◆ TASK DIRECTIONS
Repeat exactly the lines from the one containing "For each instance of the window on" through the last line of the records below, both included, and nothing else.

◆ Point labeling dataset excerpts
★ ★ ★ ★
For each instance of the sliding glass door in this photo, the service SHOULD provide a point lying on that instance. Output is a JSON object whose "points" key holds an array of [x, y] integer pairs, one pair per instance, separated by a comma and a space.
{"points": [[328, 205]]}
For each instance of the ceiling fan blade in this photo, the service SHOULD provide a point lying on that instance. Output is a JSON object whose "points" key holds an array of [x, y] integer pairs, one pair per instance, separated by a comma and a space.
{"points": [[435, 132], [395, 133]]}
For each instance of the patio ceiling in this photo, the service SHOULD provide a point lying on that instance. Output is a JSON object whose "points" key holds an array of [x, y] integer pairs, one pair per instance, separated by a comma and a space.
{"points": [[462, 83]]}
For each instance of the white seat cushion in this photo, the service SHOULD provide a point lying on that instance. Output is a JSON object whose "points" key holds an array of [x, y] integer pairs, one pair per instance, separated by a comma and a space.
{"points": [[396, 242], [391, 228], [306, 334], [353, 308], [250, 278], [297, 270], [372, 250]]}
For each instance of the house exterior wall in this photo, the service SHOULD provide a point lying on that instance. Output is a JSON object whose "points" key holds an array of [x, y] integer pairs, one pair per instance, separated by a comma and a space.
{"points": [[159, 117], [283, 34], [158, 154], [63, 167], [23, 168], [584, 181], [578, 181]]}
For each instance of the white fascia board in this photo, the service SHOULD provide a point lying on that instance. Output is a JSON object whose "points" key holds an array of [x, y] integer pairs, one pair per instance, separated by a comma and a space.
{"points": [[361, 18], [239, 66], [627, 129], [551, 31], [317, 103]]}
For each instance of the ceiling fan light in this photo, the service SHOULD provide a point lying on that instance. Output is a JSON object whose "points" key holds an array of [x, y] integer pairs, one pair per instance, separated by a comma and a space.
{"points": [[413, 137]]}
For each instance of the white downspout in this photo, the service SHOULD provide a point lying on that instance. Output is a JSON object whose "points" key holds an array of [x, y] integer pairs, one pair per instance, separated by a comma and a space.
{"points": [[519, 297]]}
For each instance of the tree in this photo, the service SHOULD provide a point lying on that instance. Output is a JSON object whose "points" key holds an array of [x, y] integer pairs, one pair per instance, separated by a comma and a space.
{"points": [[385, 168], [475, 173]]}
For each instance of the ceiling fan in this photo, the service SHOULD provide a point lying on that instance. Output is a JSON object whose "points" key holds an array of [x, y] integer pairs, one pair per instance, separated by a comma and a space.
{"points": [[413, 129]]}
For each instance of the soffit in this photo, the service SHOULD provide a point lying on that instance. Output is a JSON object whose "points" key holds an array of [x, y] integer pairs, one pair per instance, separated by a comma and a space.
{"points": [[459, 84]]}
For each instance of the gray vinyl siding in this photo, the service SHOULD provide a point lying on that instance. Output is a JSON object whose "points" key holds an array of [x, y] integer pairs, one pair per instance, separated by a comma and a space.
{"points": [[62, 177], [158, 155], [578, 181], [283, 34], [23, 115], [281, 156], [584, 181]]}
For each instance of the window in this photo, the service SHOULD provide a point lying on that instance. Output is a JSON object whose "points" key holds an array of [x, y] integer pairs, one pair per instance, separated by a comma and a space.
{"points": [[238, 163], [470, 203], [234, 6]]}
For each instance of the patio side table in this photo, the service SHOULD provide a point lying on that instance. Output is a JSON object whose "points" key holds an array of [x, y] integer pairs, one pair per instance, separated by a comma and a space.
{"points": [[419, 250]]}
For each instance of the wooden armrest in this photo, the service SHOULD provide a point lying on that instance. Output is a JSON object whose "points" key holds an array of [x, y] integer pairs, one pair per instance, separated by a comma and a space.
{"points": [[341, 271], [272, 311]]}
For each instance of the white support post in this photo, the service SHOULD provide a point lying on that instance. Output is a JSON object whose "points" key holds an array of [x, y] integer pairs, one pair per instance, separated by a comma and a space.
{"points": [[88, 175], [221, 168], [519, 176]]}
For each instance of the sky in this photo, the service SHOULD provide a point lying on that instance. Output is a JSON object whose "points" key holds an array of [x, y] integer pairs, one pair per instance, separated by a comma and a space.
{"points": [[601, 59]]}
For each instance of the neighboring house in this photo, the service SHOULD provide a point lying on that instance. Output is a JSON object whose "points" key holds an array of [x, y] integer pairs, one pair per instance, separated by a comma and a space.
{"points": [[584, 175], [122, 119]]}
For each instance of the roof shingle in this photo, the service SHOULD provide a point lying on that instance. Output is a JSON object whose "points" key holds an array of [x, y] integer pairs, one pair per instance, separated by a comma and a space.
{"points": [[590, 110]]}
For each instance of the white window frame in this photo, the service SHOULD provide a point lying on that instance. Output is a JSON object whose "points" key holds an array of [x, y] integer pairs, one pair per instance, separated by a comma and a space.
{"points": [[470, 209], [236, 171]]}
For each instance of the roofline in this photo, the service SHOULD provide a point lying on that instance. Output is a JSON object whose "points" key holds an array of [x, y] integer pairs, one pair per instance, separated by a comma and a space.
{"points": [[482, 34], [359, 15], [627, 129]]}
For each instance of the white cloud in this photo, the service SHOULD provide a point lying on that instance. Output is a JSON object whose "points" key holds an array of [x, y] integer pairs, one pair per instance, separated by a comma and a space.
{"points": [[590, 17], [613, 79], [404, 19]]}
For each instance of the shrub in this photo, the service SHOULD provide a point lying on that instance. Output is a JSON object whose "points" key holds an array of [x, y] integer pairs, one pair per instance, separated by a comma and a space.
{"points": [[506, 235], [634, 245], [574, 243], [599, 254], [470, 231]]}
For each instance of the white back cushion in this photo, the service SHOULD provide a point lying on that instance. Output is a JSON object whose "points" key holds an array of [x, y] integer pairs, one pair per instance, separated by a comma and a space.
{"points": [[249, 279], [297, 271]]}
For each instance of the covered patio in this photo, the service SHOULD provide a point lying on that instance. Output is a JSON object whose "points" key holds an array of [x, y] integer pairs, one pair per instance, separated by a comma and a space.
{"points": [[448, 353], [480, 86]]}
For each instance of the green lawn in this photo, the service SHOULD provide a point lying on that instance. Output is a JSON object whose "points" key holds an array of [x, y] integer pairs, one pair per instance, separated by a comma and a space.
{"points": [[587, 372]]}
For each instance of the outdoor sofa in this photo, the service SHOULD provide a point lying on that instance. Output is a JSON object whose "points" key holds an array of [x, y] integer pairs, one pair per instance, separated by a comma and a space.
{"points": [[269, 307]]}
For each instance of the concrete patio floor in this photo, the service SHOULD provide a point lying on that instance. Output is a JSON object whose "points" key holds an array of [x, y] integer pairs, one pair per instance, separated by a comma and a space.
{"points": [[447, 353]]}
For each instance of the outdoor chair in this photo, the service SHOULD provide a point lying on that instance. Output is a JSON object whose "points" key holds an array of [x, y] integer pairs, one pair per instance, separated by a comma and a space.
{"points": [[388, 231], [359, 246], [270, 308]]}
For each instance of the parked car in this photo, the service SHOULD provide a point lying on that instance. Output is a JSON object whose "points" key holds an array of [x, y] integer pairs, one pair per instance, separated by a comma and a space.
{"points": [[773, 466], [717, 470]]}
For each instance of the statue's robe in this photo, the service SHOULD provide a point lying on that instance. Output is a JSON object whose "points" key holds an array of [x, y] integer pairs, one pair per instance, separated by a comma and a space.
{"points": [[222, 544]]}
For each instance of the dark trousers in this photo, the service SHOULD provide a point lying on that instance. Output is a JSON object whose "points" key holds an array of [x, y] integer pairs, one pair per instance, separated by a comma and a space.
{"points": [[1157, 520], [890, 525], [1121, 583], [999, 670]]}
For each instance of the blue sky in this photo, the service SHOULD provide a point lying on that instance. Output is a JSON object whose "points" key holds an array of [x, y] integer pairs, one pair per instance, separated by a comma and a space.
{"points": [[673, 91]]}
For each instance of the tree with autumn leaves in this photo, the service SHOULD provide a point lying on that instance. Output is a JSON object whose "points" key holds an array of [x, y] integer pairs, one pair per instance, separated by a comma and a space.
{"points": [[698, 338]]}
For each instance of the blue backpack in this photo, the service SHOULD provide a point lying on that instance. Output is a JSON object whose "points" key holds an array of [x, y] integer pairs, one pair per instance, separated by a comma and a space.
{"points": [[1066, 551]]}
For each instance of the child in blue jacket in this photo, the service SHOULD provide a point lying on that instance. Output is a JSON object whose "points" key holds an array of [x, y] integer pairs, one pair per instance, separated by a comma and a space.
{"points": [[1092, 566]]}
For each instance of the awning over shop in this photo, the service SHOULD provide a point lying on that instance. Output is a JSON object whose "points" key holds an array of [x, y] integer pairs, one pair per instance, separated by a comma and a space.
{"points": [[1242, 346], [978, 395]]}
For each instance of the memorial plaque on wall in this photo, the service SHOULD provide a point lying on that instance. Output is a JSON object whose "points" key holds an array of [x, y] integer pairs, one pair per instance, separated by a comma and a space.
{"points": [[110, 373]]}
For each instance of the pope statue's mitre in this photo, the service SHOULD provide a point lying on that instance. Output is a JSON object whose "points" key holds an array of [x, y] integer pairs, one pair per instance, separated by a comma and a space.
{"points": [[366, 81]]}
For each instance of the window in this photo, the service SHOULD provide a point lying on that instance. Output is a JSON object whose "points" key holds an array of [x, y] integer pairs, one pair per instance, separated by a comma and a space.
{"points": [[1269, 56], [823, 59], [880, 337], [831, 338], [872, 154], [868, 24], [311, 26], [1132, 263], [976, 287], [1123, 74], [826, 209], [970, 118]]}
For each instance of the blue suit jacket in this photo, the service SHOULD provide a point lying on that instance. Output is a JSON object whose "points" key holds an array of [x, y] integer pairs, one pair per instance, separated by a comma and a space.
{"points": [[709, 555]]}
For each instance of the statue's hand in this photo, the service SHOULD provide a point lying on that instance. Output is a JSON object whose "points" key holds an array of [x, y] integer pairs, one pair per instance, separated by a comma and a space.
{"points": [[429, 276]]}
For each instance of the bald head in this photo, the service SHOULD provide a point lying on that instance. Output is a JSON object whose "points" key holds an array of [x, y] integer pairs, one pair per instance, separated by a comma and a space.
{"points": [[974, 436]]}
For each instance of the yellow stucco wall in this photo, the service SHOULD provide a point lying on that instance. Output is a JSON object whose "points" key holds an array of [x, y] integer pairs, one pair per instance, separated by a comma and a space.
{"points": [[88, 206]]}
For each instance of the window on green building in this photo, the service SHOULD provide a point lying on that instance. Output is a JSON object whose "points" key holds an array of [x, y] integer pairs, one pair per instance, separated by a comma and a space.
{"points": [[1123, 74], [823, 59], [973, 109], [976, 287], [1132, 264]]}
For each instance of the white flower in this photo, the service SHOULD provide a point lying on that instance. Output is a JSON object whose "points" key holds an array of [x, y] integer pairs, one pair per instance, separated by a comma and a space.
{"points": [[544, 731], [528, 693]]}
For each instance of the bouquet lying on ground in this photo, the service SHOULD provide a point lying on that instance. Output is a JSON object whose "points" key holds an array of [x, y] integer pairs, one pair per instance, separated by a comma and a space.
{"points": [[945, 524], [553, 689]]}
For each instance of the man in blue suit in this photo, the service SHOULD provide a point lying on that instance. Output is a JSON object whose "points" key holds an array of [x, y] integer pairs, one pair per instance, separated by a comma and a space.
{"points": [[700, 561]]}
★ ★ ★ ★
◆ TASK OUTPUT
For each instance of the window on green building in this photo, the service SHOULD provide a point lying on that instance. Output is a JSON object whose "points" key holds an array of [x, y] integer pairs, one pair per instance, separated by a comma and a space.
{"points": [[1123, 74], [823, 59], [973, 109], [976, 287], [1132, 264]]}
For each instance of the white flower in this photo, the service SHOULD provide a point lying on that instance. Output is a JSON object whose "points" key holds an array of [x, y] integer pairs, one pair per instance, separated by a comma and a space.
{"points": [[544, 731], [528, 693]]}
For each instance of the bouquet lying on ground in this photo, the service SHOULD provide a point lying on that instance. Output is a JSON object whose "points" key holds an array of [x, y] integer pairs, one pair per instance, separated by a comma and a space.
{"points": [[945, 524], [553, 689]]}
For each instance of the man in blue suit in this photo, the service SHOULD provide a point lying on that instance. Output is a JSON object whose "points" key holds an array of [x, y] integer pairs, one pair per instance, separated by a comma and a space.
{"points": [[700, 561]]}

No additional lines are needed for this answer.